··· Data extracts

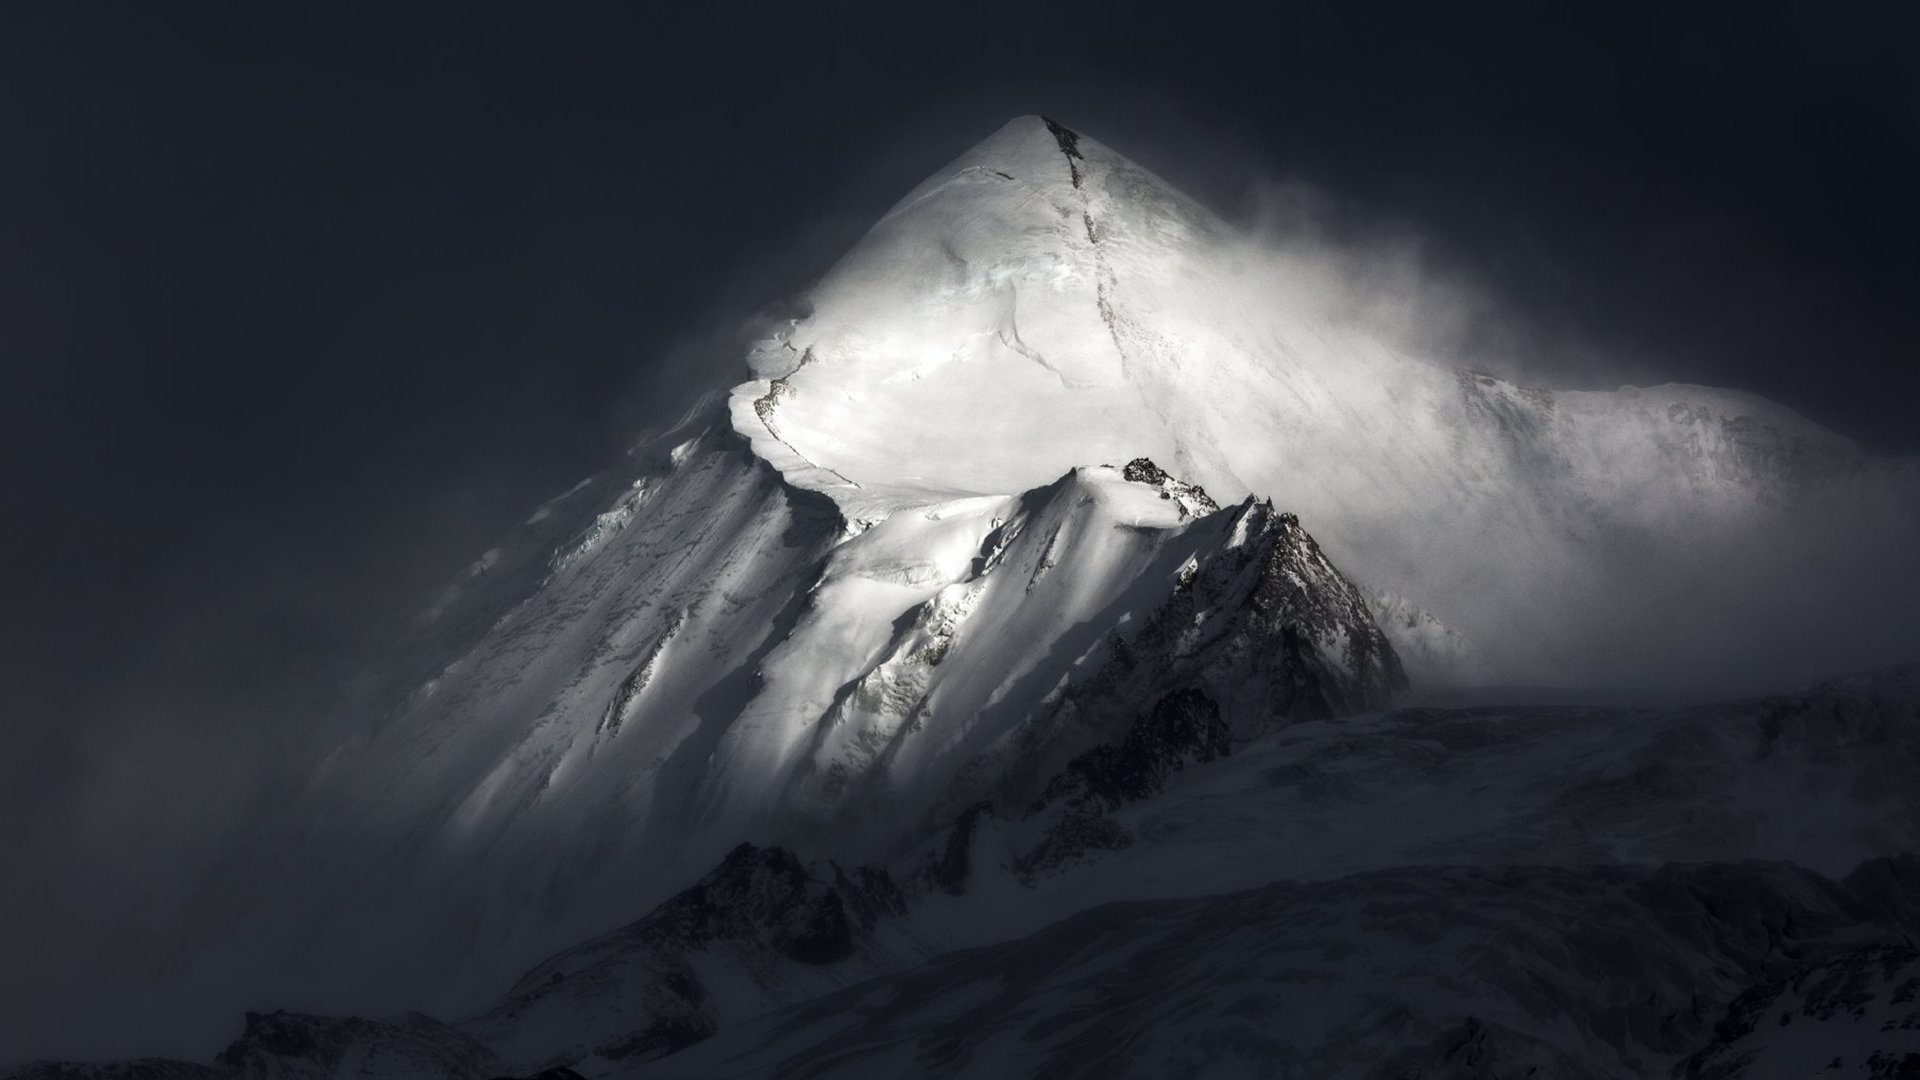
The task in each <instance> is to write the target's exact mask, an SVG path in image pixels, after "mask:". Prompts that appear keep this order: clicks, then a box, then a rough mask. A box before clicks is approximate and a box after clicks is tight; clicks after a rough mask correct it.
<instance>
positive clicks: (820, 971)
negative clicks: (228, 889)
mask: <svg viewBox="0 0 1920 1080" xmlns="http://www.w3.org/2000/svg"><path fill="white" fill-rule="evenodd" d="M1256 577H1258V575H1256ZM1196 588H1198V578H1196ZM1190 671H1192V673H1204V671H1206V665H1204V663H1202V665H1196V667H1194V669H1190ZM1914 774H1920V667H1907V669H1889V671H1882V673H1874V675H1862V676H1853V678H1843V680H1834V682H1828V684H1820V686H1816V688H1811V690H1805V692H1797V694H1784V696H1772V698H1757V700H1743V701H1730V703H1716V705H1695V707H1680V709H1624V707H1475V709H1430V707H1415V709H1388V711H1365V713H1350V715H1340V717H1332V715H1329V717H1323V719H1313V721H1302V723H1292V724H1283V726H1271V724H1256V726H1254V732H1252V734H1236V732H1235V728H1233V724H1231V723H1229V715H1227V713H1225V711H1223V709H1221V705H1219V703H1217V701H1215V698H1213V696H1212V692H1210V690H1206V688H1204V684H1202V678H1200V676H1198V675H1196V676H1194V678H1192V680H1190V682H1188V684H1187V686H1179V688H1171V690H1167V692H1165V694H1162V696H1160V698H1158V700H1152V701H1150V703H1148V705H1146V707H1140V709H1139V711H1137V713H1135V717H1133V719H1131V721H1129V723H1127V724H1125V726H1121V728H1119V730H1116V732H1112V734H1110V738H1108V740H1104V742H1098V744H1094V746H1091V748H1087V749H1083V751H1079V753H1075V755H1073V757H1069V759H1068V761H1066V763H1064V765H1062V767H1060V769H1058V771H1056V773H1054V774H1052V776H1050V778H1048V780H1046V782H1044V784H1041V786H1039V794H1037V796H1033V798H1014V796H1018V792H1014V794H1008V796H1006V798H989V799H981V801H975V803H972V805H968V807H964V809H960V811H958V813H956V815H954V817H952V819H950V821H948V824H947V826H945V828H943V830H939V832H937V834H933V836H929V838H927V840H925V842H924V844H922V846H918V847H914V849H910V851H902V853H899V855H897V857H893V859H891V861H887V863H883V865H862V867H845V865H837V863H835V861H831V859H812V861H810V859H808V857H806V855H804V853H795V851H789V849H783V847H768V846H755V844H741V846H737V847H735V849H732V851H730V853H728V855H726V857H724V859H720V861H718V865H716V867H714V869H712V871H710V872H707V874H705V876H703V878H701V880H697V882H695V884H693V886H689V888H685V890H684V892H680V894H676V896H672V897H670V899H666V901H664V903H660V905H657V907H653V909H651V911H649V913H645V915H643V917H641V919H639V920H636V922H630V924H626V926H622V928H618V930H614V932H609V934H603V936H599V938H593V940H588V942H584V944H580V945H576V947H572V949H566V951H563V953H557V955H555V957H551V959H547V961H543V963H540V965H536V967H534V969H530V970H528V972H526V974H524V976H520V978H518V980H516V982H515V984H513V986H511V988H507V990H505V994H501V995H499V997H497V999H495V1003H493V1005H490V1007H488V1009H482V1011H480V1013H476V1015H472V1017H468V1019H465V1020H457V1022H440V1020H434V1019H430V1017H422V1015H407V1017H401V1019H392V1020H363V1019H324V1017H305V1015H294V1013H269V1015H250V1017H248V1022H246V1032H244V1034H242V1038H240V1040H238V1042H236V1043H232V1045H230V1047H228V1049H227V1051H223V1053H221V1055H219V1057H217V1059H215V1061H213V1063H209V1065H192V1063H175V1061H154V1059H146V1061H129V1063H92V1065H83V1063H36V1065H29V1067H23V1068H17V1070H13V1072H10V1074H8V1076H12V1078H15V1080H27V1078H31V1080H56V1078H58V1080H69V1078H71V1080H119V1078H125V1080H140V1078H152V1080H175V1078H180V1080H202V1078H205V1080H211V1078H242V1076H244V1078H265V1076H288V1078H292V1076H340V1078H346V1076H396V1078H397V1076H453V1078H474V1080H486V1078H492V1076H536V1074H538V1076H547V1078H555V1080H563V1078H570V1076H586V1078H593V1076H634V1078H641V1076H662V1078H666V1076H674V1078H678V1076H687V1078H691V1076H877V1074H889V1076H1212V1074H1260V1076H1300V1078H1308V1076H1352V1078H1369V1080H1371V1078H1380V1080H1384V1078H1405V1076H1571V1078H1628V1076H1686V1078H1722V1080H1724V1078H1770V1076H1789V1074H1791V1076H1799V1074H1818V1076H1880V1078H1895V1076H1908V1074H1912V1070H1914V1068H1920V1013H1916V1009H1920V965H1916V959H1914V957H1916V953H1914V949H1916V947H1920V859H1916V857H1914V855H1912V849H1914V846H1916V840H1920V788H1916V786H1914V784H1912V782H1910V776H1914Z"/></svg>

······

- _The problem_: Keep the pictures out of the copy and return the rest of the data above exactly.

- _Exercise solution_:
The task in each <instance> is to write the target's exact mask, an SVG path in image pixels, after "mask:". Prompts that appear keep this order: clicks, then a box, then a rough mask. A box before clicks is approximate and a box after clicks is tight; clicks after a rough mask correct it.
<instance>
positive clicks: (820, 971)
negative clicks: (228, 889)
mask: <svg viewBox="0 0 1920 1080" xmlns="http://www.w3.org/2000/svg"><path fill="white" fill-rule="evenodd" d="M1256 577H1258V575H1256ZM1196 588H1198V578H1196ZM1190 671H1192V673H1204V671H1206V665H1204V663H1202V665H1196V667H1194V669H1190ZM1914 774H1920V667H1907V669H1889V671H1882V673H1874V675H1862V676H1853V678H1843V680H1834V682H1828V684H1820V686H1816V688H1811V690H1805V692H1797V694H1784V696H1772V698H1757V700H1743V701H1730V703H1716V705H1695V707H1680V709H1624V707H1475V709H1430V707H1415V709H1388V711H1365V713H1350V715H1340V717H1332V715H1329V717H1323V719H1313V721H1302V723H1292V724H1283V726H1271V724H1256V726H1254V732H1252V734H1236V732H1235V728H1233V724H1231V723H1229V715H1227V713H1225V711H1223V709H1221V705H1219V703H1217V701H1215V698H1213V696H1212V692H1210V690H1206V688H1204V684H1202V678H1200V676H1198V675H1196V676H1194V678H1192V680H1190V682H1188V684H1187V686H1179V688H1171V690H1167V692H1165V694H1162V696H1160V698H1158V700H1152V701H1150V703H1148V705H1146V707H1140V709H1139V711H1137V713H1135V717H1133V719H1131V721H1129V723H1127V724H1125V726H1121V728H1119V730H1116V732H1112V734H1110V738H1108V740H1104V742H1098V744H1094V746H1091V748H1087V749H1083V751H1079V753H1075V755H1073V757H1069V759H1068V761H1066V763H1064V765H1062V767H1060V769H1058V771H1056V773H1054V774H1052V776H1050V778H1048V780H1046V782H1044V784H1041V786H1039V794H1037V796H1033V798H1014V796H1018V792H1014V794H1008V796H1006V798H989V799H981V801H975V803H972V805H968V807H964V809H960V811H958V813H956V815H954V817H952V819H950V821H948V824H947V826H945V828H943V830H939V832H937V834H933V836H929V838H927V840H925V842H924V844H922V846H918V847H914V849H910V851H902V853H899V855H897V857H893V859H891V861H887V863H883V865H862V867H845V865H837V863H835V861H831V859H812V861H810V859H808V857H806V855H804V853H795V851H789V849H783V847H768V846H755V844H741V846H737V847H735V849H732V851H730V853H728V855H726V857H724V859H720V861H718V865H716V867H714V869H712V871H710V872H707V874H705V876H703V878H701V880H697V882H695V884H693V886H689V888H685V890H684V892H680V894H676V896H672V897H670V899H666V901H664V903H660V905H657V907H653V909H651V911H649V913H645V915H643V917H641V919H639V920H636V922H630V924H626V926H622V928H618V930H614V932H609V934H603V936H599V938H593V940H588V942H584V944H580V945H576V947H572V949H566V951H563V953H557V955H555V957H551V959H547V961H543V963H540V965H536V967H534V969H530V970H528V972H526V974H524V976H520V978H518V980H516V982H515V984H513V986H511V988H507V990H505V994H501V995H499V997H497V999H495V1003H493V1005H490V1007H488V1009H482V1011H480V1013H476V1015H472V1017H468V1019H465V1020H457V1022H440V1020H434V1019H430V1017H422V1015H407V1017H401V1019H392V1020H363V1019H324V1017H305V1015H294V1013H269V1015H250V1017H248V1022H246V1032H244V1034H242V1038H240V1040H238V1042H236V1043H232V1045H230V1047H228V1049H227V1051H223V1053H221V1055H219V1057H217V1059H215V1061H213V1063H209V1065H192V1063H175V1061H154V1059H146V1061H129V1063H92V1065H83V1063H36V1065H29V1067H23V1068H17V1070H13V1072H10V1074H8V1076H12V1078H15V1080H27V1078H31V1080H56V1078H58V1080H69V1078H71V1080H119V1078H125V1080H140V1078H152V1080H175V1078H180V1080H202V1078H205V1080H211V1078H242V1076H244V1078H265V1076H288V1078H292V1076H340V1078H346V1076H396V1078H397V1076H453V1078H474V1080H486V1078H492V1076H536V1074H538V1076H547V1078H555V1080H563V1078H570V1076H586V1078H593V1076H634V1078H641V1076H662V1078H666V1076H674V1078H678V1076H687V1078H691V1076H877V1074H889V1076H1212V1074H1260V1076H1300V1078H1308V1076H1352V1078H1369V1080H1371V1078H1380V1080H1384V1078H1405V1076H1571V1078H1628V1076H1686V1078H1722V1080H1724V1078H1770V1076H1789V1074H1791V1076H1799V1074H1818V1076H1880V1078H1895V1076H1908V1074H1912V1070H1914V1068H1920V1013H1916V1009H1920V965H1916V959H1914V957H1916V953H1914V949H1916V947H1920V859H1916V857H1914V855H1912V849H1914V846H1916V840H1920V788H1916V786H1914V784H1912V782H1910V776H1914Z"/></svg>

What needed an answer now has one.